>> Start

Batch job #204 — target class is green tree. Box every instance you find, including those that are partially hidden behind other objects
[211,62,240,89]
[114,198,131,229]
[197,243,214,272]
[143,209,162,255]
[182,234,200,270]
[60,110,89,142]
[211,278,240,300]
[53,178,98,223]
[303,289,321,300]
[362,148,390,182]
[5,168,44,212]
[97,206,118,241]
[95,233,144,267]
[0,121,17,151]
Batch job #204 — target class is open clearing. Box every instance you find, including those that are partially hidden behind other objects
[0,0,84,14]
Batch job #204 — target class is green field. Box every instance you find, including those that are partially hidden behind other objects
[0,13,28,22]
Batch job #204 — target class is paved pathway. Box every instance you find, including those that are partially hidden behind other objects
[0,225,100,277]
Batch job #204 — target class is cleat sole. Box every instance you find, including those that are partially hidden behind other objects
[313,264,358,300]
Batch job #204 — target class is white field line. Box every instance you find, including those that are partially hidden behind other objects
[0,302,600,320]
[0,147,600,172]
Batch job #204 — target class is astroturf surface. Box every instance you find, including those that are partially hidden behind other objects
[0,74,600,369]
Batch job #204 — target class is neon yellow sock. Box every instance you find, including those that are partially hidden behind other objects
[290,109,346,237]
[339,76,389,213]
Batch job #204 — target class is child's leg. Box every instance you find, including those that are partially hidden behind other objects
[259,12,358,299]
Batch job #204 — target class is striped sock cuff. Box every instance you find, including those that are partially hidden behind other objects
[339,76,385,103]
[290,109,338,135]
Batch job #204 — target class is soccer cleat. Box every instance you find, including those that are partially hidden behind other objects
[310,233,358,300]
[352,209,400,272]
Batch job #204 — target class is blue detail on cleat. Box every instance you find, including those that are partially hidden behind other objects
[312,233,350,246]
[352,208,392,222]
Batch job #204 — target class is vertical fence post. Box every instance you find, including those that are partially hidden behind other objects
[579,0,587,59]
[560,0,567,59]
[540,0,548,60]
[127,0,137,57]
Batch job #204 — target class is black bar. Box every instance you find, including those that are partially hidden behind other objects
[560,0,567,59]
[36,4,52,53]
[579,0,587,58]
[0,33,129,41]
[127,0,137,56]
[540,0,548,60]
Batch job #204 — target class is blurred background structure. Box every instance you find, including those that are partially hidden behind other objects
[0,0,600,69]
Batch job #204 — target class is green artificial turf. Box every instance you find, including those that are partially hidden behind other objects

>> End

• [TASK INSTRUCTIONS]
Reproduce, with no changes, the records from the line containing "Batch job #204 — target class is open" through the line containing "[0,0,84,14]".

• [EXERCISE RESULT]
Batch job #204 — target class is open clearing. Box every instance you find, including those that are partially hidden behind other objects
[0,0,84,14]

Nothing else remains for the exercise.